Data records:
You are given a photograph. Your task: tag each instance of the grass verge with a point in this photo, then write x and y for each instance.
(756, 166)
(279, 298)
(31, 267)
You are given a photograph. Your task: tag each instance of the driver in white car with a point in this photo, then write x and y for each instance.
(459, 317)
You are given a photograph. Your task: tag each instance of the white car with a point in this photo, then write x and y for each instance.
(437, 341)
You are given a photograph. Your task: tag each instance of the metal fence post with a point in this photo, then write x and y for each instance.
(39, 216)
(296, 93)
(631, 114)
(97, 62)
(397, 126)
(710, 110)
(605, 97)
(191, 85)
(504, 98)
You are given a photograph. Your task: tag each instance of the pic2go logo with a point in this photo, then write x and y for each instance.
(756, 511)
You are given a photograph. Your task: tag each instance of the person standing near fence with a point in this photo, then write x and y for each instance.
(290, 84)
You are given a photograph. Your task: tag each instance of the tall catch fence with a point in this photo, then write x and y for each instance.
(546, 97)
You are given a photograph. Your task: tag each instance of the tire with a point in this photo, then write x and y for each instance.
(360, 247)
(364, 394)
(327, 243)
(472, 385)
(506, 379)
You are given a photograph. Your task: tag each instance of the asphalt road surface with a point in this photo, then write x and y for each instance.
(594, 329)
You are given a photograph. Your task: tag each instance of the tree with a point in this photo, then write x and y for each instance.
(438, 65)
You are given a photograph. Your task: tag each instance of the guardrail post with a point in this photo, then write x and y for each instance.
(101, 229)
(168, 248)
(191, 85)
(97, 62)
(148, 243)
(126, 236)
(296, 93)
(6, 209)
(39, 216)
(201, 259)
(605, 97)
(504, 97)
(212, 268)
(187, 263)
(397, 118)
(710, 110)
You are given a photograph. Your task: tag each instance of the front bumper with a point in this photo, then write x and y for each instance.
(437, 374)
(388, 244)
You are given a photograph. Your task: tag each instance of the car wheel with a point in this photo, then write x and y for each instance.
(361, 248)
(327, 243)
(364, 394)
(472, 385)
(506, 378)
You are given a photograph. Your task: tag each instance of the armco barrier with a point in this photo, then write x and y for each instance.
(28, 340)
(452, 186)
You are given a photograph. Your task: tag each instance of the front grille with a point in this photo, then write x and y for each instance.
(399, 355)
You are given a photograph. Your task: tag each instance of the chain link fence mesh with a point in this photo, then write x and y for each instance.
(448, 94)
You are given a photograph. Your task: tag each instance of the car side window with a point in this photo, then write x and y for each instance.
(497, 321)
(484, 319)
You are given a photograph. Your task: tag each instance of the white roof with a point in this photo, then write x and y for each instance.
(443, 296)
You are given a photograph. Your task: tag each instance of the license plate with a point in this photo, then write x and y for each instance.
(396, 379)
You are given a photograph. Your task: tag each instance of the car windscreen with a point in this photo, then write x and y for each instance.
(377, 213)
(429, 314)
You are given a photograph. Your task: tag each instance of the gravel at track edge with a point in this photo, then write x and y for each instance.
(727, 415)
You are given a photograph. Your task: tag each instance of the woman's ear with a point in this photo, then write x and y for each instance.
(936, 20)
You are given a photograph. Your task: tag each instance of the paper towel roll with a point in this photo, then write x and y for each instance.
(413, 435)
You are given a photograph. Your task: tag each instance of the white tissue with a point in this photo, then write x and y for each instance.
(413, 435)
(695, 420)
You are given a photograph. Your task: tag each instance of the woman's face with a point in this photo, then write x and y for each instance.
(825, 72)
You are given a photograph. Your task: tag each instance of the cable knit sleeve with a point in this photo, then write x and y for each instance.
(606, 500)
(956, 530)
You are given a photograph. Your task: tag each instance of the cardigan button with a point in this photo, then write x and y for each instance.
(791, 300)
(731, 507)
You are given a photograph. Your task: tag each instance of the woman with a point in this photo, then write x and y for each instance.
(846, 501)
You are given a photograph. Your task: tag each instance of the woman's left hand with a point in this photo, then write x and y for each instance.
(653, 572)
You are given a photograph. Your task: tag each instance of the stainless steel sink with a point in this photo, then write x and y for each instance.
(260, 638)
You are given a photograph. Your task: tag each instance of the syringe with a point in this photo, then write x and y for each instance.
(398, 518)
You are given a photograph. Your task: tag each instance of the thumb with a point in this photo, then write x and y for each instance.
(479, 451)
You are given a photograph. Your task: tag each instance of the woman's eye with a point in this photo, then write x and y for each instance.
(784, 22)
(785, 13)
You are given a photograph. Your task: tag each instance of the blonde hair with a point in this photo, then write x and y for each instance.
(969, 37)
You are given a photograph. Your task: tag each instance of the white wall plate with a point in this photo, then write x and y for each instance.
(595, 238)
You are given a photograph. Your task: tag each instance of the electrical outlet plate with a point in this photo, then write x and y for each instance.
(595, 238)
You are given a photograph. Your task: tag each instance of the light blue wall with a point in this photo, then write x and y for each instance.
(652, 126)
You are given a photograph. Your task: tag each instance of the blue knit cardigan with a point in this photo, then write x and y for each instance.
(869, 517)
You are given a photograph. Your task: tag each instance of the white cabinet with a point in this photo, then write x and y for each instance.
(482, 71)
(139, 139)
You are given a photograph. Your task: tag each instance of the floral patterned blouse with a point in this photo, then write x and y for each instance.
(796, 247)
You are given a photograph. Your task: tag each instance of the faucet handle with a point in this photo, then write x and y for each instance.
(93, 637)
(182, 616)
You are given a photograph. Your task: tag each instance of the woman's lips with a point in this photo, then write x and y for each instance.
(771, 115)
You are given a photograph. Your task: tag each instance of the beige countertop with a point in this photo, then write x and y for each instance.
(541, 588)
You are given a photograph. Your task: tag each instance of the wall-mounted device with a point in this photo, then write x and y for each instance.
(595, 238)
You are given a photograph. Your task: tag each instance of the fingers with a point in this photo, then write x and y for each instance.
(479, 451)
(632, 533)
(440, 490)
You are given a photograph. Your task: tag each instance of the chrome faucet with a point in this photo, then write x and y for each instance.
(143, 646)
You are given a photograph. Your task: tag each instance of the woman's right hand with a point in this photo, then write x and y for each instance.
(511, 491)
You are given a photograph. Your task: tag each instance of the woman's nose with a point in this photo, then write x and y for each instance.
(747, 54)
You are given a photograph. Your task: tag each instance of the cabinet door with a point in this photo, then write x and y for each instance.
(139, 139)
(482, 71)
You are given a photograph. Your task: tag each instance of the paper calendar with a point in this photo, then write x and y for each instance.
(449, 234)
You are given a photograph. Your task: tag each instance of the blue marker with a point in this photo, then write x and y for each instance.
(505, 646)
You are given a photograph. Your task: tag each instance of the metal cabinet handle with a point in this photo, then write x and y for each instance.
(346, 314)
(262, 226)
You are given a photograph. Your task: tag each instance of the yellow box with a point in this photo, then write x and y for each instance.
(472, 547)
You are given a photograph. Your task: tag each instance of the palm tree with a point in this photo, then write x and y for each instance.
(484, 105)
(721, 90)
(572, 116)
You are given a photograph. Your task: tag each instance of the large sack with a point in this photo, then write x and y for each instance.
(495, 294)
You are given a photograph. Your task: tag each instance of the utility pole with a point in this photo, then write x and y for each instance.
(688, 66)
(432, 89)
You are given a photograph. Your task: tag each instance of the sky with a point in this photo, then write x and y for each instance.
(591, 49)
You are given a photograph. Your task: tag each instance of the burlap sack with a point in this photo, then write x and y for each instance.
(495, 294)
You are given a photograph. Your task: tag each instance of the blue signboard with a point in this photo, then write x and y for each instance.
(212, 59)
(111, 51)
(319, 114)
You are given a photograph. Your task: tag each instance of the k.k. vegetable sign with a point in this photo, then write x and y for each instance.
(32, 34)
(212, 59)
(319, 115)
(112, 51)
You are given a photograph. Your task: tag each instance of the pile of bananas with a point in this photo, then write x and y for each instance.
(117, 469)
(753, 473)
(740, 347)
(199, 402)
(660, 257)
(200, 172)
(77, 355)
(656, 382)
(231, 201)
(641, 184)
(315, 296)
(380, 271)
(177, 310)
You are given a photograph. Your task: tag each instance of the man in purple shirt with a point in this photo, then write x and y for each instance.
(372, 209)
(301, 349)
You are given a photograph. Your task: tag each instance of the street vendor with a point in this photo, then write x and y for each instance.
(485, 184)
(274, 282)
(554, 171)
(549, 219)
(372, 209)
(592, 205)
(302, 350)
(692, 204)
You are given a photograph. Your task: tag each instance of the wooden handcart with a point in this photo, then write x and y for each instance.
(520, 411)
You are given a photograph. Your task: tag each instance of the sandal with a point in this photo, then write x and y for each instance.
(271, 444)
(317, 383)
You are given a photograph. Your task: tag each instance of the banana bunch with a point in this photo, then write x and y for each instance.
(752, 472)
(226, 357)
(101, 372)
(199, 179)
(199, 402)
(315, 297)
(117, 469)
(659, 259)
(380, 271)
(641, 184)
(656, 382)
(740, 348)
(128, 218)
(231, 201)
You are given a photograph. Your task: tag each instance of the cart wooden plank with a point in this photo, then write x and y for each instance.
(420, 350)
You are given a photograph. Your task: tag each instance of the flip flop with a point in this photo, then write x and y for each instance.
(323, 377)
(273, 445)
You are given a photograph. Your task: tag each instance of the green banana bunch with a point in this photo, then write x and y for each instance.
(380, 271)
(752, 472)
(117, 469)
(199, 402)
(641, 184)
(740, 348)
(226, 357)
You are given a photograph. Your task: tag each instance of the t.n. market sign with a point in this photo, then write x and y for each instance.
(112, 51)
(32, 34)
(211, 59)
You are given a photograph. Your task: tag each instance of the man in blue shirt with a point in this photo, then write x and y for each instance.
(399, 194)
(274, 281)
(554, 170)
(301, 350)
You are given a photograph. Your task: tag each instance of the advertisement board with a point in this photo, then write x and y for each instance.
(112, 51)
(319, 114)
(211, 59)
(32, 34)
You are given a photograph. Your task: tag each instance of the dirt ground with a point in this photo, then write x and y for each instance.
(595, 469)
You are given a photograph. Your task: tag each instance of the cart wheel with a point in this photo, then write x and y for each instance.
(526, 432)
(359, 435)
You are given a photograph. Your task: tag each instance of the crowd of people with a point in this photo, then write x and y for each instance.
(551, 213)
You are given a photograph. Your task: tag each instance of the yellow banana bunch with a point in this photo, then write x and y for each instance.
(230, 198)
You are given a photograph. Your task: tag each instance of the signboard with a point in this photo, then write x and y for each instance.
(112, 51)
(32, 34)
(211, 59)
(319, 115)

* TASK DESCRIPTION *
Transcribe exactly, and only, the lines from the one with "of the crowd" through the last line of the data.

* RESULT OF THIS TASK *
You are given a photograph. Your task: tag each instance of the crowd of people with a point in this photo, then write x and y for each instance.
(551, 213)
You are given a photograph. Your task: tag each instance of the yellow banana bunch with a point in this photo, then write x and y for each instance.
(230, 198)
You are given a photograph. Your task: tag each instance of the signboard with a point in this photo, then write x and y for each instance.
(112, 51)
(32, 34)
(211, 59)
(319, 115)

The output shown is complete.